Fragmento mostrado →
'''

EL FUTURO

El cineasta Nacho Vigalondo cumple los treinta y nos cuenta quién es a estas alturas de su vida, también lo que no pudo o no quiso ser. Y la duda agazapada a la vuelta de los años.

por NACHO VIGALONDO


Estoy a un tiro de piedra (bueno, no hace falta tirar la piedra, más bien se trata de dejarla caer) de cumplir 30 años. De igual manera que el futuro no es lo que era, y no vamos a llegar al 2010 volando en coche, teletransportándonos a una base terráquea en Marte y comiendo píldoras con sabor a pizza, los 30 tampoco son lo que eran. No tengo dos niños correteando a mi alrededor, él engominado y ella con un lazo en cada coleta. No me voy de casa por las mañanas con un maletín y vuelvo por la noche con dolor de cabeza. Algo de lo que me quejo mientras mi esposa me pone la cena.
Miro a mi alrededor y se confirman los temores de los sociólogos: el mundo adolescente y el mundo adulto se han fusionado en nuestra generación, y en los casos en los que nos dejan más o menos a nuestras anchas, la fusión ha sido injusta para el segundo mundo. Si mi brazo derecho tuviese un espasmo ahora mismo no caerían al suelo las letras del piso o las facturas de la empresa. Se caería... A ver... Déjenme mirar... Dos DVDs vírgenes cuyo contenido ahora mismo se me escapa. Dos números de Doom Patrol, el tebeo de Grant Morrison en el que los villanos, esta vez, son unos tipos llamados “La Patrulla Sexys”. Un libro de artículos periodísticos de Conan Doyle, una guitarra de plástico para simular que sabes hacer solos con la Playstation, temidas cajas vacías de pizza... Si mi yo de 14 años pudiese visitarme, gracias a esas máquinas del tiempo que nunca llegarán, no sé cómo reaccionaría, si con el consuelo de que sigo leyendo tebeos de supervillanos sexuales y libros de crímenes o con la frustración de ver que no me he convertido en algo completamente distinto a lo que es él. Porque, todos lo sabemos, los niños sueñan con no dejar de jugar toda su vida, pero los niños son unos hipócritas.

'''

Listado de datos →
'''

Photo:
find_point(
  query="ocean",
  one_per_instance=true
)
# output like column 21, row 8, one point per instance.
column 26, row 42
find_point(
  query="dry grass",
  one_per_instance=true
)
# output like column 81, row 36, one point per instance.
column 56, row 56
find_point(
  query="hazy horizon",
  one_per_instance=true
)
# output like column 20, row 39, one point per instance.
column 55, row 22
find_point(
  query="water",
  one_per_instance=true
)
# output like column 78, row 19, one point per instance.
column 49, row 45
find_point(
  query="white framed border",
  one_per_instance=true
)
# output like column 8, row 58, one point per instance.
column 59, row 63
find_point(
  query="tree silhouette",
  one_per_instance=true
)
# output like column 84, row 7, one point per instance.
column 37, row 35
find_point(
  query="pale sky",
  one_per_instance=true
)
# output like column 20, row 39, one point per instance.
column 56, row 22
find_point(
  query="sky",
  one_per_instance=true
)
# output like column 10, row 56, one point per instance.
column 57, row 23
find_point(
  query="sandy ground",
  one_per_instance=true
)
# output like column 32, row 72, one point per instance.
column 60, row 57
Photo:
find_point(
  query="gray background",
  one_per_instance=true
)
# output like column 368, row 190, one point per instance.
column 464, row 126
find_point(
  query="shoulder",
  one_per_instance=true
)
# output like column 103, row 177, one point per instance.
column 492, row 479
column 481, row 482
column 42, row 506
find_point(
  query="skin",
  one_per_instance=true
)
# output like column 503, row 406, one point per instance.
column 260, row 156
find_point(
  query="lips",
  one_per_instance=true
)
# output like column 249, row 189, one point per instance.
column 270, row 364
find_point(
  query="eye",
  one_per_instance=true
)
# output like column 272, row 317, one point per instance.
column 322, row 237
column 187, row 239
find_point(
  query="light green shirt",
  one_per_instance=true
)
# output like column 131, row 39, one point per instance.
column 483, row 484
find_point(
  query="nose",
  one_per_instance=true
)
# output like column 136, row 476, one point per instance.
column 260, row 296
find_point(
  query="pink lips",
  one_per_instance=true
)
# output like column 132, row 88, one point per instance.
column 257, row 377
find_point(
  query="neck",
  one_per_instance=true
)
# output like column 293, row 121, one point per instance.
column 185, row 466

'''

Ejercicios propuestos →
1. Según el fragmento mostrado, ¿cómo se llaman los villanos del tebeo Doom Patrol de Grant Morrison?
2. Extrae del fragmento mostrado, sin alteraciones, el tramo que va desde "por NACHO VIGALONDO" hasta "pone la cena.".

Respuestas →
1. Se llaman “La Patrulla Sexys”.

2.
por NACHO VIGALONDO


Estoy a un tiro de piedra (bueno, no hace falta tirar la piedra, más bien se trata de dejarla caer) de cumplir 30 años. De igual manera que el futuro no es lo que era, y no vamos a llegar al 2010 volando en coche, teletransportándonos a una base terráquea en Marte y comiendo píldoras con sabor a pizza, los 30 tampoco son lo que eran. No tengo dos niños correteando a mi alrededor, él engominado y ella con un lazo en cada coleta. No me voy de casa por las mañanas con un maletín y vuelvo por la noche con dolor de cabeza. Algo de lo que me quejo mientras mi esposa me pone la cena.